**Requisitos das tarefas:**
(A) Segundo o texto sobre a intimação de Elon Musk, em que prazo o bilionário deve indicar um novo representante legal do X no Brasil?
(B) Devolva o trecho do texto sobre a intimação de Elon Musk começando em "Muito mais grave" e terminando em "aguentar as consequências.".
(C) Escreva a continuação do texto sobre a intimação de Elon Musk pelo ministro Alexandre de Moraes.

**Trecho citado:**
---*---
Em uma ironia suprema, que seria cômica se não fosse profundamente trágica, o ministro Alexandre de Moraes, do STF, resolveu intimar Elon Musk, dono da rede social X, usando uma mensagem enviada por meio do próprio X. Na publicação, que ao menos teve o cuidado de marcar Musk e a conta de relações internacionais da mídia social, consta a intimação para que o bilionário indique, em 24 horas, um novo representante legal do X no Brasil, e ameaça tirar a rede do ar caso a ordem não seja cumprida.
O expediente não é apenas heterodoxo; ele viola a jurisprudência, pois o STJ já recusou, em 2023, a possibilidade de citação judicial por redes sociais. Além disso, a mera marcação de perfis não é garantia absoluta de que o destinatário estará ciente da intimação, e mesmo no caso de residentes no exterior já existem instrumentos formais previstos na lei processual, como a carta rogatória. No entanto, para um ministro que enxerga até o devido processo legal e o direito à ampla defesa como formalidades dispensáveis, a maneira escolhida para intimar Elon Musk certamente não é um problema.
Muito mais grave que o desleixo formal, no entanto, é o que a intimação representa. Recorde-se que Musk havia desmontado toda a equipe do X no Brasil devido a uma outra ameaça feita por Moraes: a de prender a então representante legal da plataforma no país caso a rede não cumprisse ordens de censura, por meio da suspensão de vários perfis. Se é verdade que, ao menos no caso brasileiro, Musk esteja empenhado em fazer a coisa certa e não queira cometer injustiças contra terceiros, a nova ordem de Moraes o coloca num dilema: se nomear um representante legal, estará mandando essa pessoa para a cadeia, a não ser que a rede capitule e cumpra as determinações anteriores e censure os alvos do ministro. Se não quiser nenhum desses desfechos, só resta a Musk desobedecer novamente – e aguentar as consequências.
---*---
**Entradas armazenadas:**
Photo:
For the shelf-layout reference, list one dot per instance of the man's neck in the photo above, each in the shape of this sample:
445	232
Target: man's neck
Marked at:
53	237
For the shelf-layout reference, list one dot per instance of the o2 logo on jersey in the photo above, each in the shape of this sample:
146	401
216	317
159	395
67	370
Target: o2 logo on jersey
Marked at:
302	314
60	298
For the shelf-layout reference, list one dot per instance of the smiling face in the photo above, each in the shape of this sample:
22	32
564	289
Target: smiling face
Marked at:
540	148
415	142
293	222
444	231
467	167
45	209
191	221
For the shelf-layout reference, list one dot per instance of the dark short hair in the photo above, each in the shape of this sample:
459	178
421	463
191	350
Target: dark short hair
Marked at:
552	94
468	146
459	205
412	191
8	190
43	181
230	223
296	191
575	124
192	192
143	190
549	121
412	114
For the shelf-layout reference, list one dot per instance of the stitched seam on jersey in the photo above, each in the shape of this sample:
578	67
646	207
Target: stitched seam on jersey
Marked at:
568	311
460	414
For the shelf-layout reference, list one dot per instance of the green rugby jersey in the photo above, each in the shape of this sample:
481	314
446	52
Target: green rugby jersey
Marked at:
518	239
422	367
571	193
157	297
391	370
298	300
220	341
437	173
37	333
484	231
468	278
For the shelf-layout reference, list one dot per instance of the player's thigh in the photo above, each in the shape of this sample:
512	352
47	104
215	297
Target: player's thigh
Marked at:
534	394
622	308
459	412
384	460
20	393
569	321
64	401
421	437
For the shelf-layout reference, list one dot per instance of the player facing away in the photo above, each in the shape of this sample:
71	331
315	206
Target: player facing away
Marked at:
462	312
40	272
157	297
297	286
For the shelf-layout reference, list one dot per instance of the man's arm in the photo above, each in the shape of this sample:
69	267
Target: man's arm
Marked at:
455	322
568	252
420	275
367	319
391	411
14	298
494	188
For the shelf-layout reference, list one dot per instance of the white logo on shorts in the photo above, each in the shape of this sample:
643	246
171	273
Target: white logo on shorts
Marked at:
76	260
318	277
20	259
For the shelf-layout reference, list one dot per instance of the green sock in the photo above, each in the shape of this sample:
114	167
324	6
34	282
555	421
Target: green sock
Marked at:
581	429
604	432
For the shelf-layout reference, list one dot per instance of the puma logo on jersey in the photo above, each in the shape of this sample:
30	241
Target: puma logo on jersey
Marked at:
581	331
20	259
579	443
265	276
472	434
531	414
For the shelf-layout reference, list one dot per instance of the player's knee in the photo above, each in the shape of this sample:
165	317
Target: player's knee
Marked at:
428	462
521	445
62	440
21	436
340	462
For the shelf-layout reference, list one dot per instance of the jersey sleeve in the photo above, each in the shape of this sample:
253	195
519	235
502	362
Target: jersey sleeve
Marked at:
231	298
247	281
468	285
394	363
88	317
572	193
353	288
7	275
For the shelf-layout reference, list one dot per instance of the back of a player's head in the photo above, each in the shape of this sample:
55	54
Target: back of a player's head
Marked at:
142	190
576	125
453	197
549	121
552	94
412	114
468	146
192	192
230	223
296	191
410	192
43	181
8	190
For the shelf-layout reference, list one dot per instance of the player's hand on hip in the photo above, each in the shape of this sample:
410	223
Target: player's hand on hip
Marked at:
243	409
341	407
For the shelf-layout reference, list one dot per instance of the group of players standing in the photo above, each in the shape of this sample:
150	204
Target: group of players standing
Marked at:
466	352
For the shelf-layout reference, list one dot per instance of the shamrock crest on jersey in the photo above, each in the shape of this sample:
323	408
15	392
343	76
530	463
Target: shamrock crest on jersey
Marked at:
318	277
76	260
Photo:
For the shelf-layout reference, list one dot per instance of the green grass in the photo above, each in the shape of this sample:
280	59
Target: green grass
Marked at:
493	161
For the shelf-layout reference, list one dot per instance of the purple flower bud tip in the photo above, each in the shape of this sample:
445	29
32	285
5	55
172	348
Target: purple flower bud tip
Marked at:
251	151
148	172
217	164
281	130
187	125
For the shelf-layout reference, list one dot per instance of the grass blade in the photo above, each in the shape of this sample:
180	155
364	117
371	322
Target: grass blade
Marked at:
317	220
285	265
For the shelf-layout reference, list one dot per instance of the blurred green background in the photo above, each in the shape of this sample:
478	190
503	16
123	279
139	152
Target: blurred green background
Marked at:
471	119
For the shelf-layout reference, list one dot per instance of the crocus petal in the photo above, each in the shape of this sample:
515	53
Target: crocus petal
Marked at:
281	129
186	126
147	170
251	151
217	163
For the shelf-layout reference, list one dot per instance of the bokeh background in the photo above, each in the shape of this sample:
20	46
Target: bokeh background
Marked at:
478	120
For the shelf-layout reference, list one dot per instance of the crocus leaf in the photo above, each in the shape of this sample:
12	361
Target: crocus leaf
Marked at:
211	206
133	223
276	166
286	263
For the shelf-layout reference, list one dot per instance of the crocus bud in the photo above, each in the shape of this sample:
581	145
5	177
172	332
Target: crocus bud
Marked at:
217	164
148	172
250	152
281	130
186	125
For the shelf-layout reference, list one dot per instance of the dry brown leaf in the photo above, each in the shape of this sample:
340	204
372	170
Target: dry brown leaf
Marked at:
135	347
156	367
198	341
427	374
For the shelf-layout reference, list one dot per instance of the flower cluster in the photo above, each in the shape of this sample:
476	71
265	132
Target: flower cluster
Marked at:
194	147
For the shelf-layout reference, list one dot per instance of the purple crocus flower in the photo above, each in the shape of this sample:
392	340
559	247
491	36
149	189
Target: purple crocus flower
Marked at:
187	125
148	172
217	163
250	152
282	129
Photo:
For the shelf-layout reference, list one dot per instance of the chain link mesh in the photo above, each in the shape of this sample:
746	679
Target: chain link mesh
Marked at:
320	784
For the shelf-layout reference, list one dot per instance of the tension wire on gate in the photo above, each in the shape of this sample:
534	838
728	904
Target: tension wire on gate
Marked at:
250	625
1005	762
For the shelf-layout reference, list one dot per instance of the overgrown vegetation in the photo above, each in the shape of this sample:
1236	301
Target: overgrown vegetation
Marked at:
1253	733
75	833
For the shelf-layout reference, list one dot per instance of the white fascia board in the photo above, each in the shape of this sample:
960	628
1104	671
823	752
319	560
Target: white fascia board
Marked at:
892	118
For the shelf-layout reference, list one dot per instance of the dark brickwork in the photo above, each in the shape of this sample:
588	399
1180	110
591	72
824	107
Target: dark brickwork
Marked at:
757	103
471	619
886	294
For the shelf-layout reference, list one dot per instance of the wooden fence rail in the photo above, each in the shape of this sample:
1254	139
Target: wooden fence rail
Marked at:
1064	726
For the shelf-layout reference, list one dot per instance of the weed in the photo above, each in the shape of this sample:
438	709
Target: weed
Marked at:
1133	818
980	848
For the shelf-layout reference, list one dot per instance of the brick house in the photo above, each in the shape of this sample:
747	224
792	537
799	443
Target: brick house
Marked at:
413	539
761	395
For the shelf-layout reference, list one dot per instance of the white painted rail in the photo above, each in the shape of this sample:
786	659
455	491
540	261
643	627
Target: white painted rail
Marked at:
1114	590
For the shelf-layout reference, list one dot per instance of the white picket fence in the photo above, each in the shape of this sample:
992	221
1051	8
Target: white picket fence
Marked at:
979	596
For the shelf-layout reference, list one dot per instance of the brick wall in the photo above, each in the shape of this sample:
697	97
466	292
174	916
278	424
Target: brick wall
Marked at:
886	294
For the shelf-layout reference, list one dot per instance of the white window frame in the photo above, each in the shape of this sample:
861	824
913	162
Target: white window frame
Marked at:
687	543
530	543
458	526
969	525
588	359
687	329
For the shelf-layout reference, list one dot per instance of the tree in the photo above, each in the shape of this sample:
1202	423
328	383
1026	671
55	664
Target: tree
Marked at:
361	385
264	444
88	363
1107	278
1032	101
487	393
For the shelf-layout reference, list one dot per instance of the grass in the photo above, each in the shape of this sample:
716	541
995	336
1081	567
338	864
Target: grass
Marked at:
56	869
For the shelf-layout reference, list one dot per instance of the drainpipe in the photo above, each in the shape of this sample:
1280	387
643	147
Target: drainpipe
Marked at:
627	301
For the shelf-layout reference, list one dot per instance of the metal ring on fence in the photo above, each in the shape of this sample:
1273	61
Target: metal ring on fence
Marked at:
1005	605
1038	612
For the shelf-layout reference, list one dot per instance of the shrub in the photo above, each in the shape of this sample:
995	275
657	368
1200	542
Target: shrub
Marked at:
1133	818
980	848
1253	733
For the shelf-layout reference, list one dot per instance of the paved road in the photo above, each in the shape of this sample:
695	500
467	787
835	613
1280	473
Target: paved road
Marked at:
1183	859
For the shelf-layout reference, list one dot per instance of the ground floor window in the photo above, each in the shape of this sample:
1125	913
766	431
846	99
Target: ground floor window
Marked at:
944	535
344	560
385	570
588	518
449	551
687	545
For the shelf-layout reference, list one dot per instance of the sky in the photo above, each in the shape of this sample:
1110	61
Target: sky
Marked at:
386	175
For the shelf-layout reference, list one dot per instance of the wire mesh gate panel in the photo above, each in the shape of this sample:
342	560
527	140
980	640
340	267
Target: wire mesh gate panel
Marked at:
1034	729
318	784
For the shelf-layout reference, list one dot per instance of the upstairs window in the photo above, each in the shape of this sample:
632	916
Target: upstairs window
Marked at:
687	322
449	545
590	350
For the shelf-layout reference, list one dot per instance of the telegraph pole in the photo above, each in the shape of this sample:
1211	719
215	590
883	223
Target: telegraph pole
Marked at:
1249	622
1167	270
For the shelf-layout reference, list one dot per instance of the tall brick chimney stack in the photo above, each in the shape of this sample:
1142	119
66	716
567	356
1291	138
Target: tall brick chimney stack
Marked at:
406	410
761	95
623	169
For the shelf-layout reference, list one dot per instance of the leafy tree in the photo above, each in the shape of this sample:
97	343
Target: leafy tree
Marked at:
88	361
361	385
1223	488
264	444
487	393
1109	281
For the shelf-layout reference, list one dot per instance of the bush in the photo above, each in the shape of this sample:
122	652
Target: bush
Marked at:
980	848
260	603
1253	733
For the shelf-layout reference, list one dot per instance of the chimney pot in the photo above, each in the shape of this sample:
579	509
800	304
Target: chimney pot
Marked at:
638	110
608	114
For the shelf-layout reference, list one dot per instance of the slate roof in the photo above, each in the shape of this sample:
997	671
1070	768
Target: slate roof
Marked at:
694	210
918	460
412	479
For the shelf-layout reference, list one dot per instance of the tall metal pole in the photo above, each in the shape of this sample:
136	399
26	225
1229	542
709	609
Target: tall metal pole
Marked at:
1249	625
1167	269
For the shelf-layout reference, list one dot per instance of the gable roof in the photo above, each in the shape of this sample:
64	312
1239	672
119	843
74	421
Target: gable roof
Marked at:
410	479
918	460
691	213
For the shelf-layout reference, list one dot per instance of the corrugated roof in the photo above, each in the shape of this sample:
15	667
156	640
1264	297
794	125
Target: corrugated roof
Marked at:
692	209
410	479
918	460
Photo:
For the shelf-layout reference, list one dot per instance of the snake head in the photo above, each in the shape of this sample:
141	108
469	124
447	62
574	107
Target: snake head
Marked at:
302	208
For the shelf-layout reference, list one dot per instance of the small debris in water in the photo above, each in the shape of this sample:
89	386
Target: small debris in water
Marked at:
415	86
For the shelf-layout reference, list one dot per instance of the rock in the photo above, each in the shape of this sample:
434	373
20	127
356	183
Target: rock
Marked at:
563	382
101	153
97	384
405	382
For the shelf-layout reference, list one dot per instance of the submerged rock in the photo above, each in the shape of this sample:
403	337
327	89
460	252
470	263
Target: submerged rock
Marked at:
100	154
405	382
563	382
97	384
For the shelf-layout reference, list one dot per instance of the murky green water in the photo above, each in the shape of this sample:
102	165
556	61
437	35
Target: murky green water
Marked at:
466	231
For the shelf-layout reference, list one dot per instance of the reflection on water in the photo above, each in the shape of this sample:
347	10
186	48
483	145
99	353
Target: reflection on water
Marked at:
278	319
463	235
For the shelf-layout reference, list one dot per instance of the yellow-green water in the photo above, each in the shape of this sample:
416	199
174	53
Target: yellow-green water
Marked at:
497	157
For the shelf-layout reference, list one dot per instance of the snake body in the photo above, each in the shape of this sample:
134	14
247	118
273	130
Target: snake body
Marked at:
---*---
**Respostas das tarefas:**
(A) Em 24 horas.

(B)
Muito mais grave que o desleixo formal, no entanto, é o que a intimação representa. Recorde-se que Musk havia desmontado toda a equipe do X no Brasil devido a uma outra ameaça feita por Moraes: a de prender a então representante legal da plataforma no país caso a rede não cumprisse ordens de censura, por meio da suspensão de vários perfis. Se é verdade que, ao menos no caso brasileiro, Musk esteja empenhado em fazer a coisa certa e não queira cometer injustiças contra terceiros, a nova ordem de Moraes o coloca num dilema: se nomear um representante legal, estará mandando essa pessoa para a cadeia, a não ser que a rede capitule e cumpra as determinações anteriores e censure os alvos do ministro. Se não quiser nenhum desses desfechos, só resta a Musk desobedecer novamente – e aguentar as consequências.

(C)
É inacreditável que um país esteja hoje debatendo se decisão judicial deve ou não deve ser cumprida, sem ter debatido antes como é possível que um ministro de suprema corte tenha acumulado tanto poder a ponto de emitir ordem injusta atrás de ordem injusta sem freio algum
Reforçamos o que já dissemos dias atrás neste espaço a respeito desta mesma controvérsia: cometer uma injustiça sempre é ilícito, seja por vontade própria, seja cumprindo ordens de terceiros. Este é o princípio primeiro, mas que no caso brasileiro tem sido sumariamente ignorado em nome de outras considerações. O Brasil está tão anestesiado moralmente que já não para e reflete sobre a justiça de uma ordem, limitando-se a esperar que ela seja cumprida e repetindo clichês como “esse país tem lei, ninguém pode vir aqui e fazer o que bem entende”. De fato, há lei, que protege os brasileiros da censura e garante sua liberdade de expressão, tanto que nenhum diploma legal valida suspensões de perfis como as ordenadas por Moraes.
O ministro, neste roteiro de tragédia, não está menos anestesiado. No seu delírio de grandeza, julgando-se a encarnação da democracia e do Estado de Direito, ele é incapaz de se conter; já se declarou infalível ao ordenar investigação do CNJ contra um juiz que ousou afirmar ter havido erro em uma outra ordem de censura, e agora, apenas para não ser contrariado, dobra uma aposta e ameaça desligar toda uma rede social sem pensar nas consequências de seus atos. Ainda que haja outras mídias sociais, o X é a principal ferramenta para a expressão de milhões de brasileiros, que terão sua voz no mínimo abafada – uma aberração ainda mais grave em época eleitoral, quando os perfis dos candidatos se tornaram a grande ferramenta de comunicação entre eles e os eleitores.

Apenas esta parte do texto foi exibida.